— start EXCERPT —

When is "next times"? Pick a date and we will look at market share.

And also post proof of your other "facts" as requested.
 

mavere

Member
Mar 2, 2005
187
2
81
I've seen plenty of places stating that Kabini will do great in the sub-$400 bottom-of-the-barrel notebook market, which strikes me as one hell of a backhanded compliment.

The last couple of years has been guided by the narrative that tablets and hybrids (mostly the former as far as sales go) are eating up netbooks' place in the mainstream. Now this new chip comes along and people go "yea good for you AMD, go take over netbooks!"

I think everybody want to say optimistic things because the performance numbers on the spreadsheets are optimistic. However, I don't think those numbers in the context of the bigger picture and, well, reality are as optimistic.
 

SomeGuyAtHome

Junior Member
May 24, 2013
1
0
0
There is some TDP overlap between Kabini and Richland ULV. It'll be interesting to see a performance comparison between the 15W Kabini and 17/19W Richland parts.

Has pricing been released for these parts? I wonder how Kabini, Richland ULV and Ivy Bridge ULV compare.

— end EXCERPT —
— start PROVIDED DATA —

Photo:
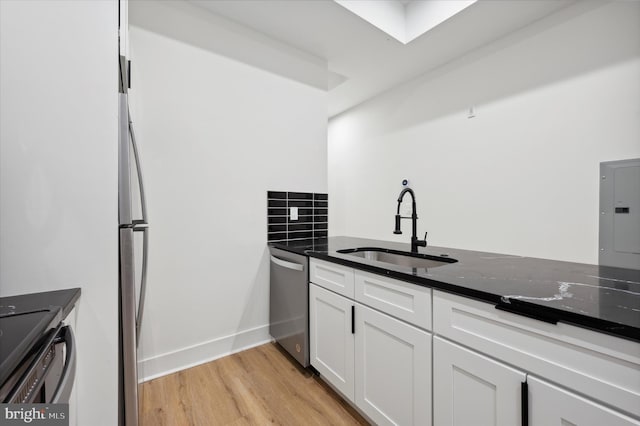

— end PROVIDED DATA —

WHAT THIS EXERCISE ASKS:
[1] List every type of device named in the forum discussion about AMD's Kabini chip.
[2] Rewrite the Kabini forum discussion starting at "The last couple" and ending at "are as optimistic.", with "tablets" changed to "smartphones".
[3] Extend the forum discussion about AMD's Kabini chip past its final post.

RESULTS BY TASK:
[1] notebook, tablets, hybrids, netbooks

[2]
The last couple of years has been guided by the narrative that smartphones and hybrids (mostly the former as far as sales go) are eating up netbooks' place in the mainstream. Now this new chip comes along and people go "yea good for you AMD, go take over netbooks!"

I think everybody want to say optimistic things because the performance numbers on the spreadsheets are optimistic. However, I don't think those numbers in the context of the bigger picture and, well, reality are as optimistic.

[3]
strata8

Member
Mar 5, 2013
135
0
76
There is some TDP overlap between Kabini and Richland ULV. It'll be interesting to see a performance comparison between the 15W Kabini and 17/19W Richland parts.

The 17W Trinity beats the 15W Kabini by 45% in single threaded, but Kabini has a 60% advantage in multi threaded.

Has pricing been released for these parts? I wonder how Kabini, Richland ULV and Ivy Bridge ULV compare.

$49-$72 for the embedded Kabini chips, but I'd expect the pricing of regular parts to be lower than that.
 

SPBHM

Diamond Member
Sep 12, 2012
5,058
410
126
I thought the gaming results were interesting:

look at the i5 vs i3... this is ridiculous, because it's not a CPU test, but a notebook test (and they only use the CPU model to identify, totally misleading), the i5 is using dual channel 1600 the i3 single 1333 (both support dual 1600)... apart from that both should perform really close (oh well, maybe the i3 notebook is having some thermal throttling issues lol), considering it's the same IGP with the same clocks, and when all threads are loaded the clock should be the same...

if the 128GCN sps GPU from Kabini supported dual channel it would probably be very competitive against ulv HD 4000, but the lower CPU performance would always limit a lot anyway.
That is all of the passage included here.